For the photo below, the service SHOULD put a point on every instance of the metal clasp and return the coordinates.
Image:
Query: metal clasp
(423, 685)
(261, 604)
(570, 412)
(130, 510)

************

Work task - Write out the whole listing verbatim.

Response -
For the photo below, the service SHOULD put a point on every instance of the metal clasp and return the coordinates.
Image:
Query: metal clasp
(423, 685)
(261, 604)
(570, 412)
(130, 510)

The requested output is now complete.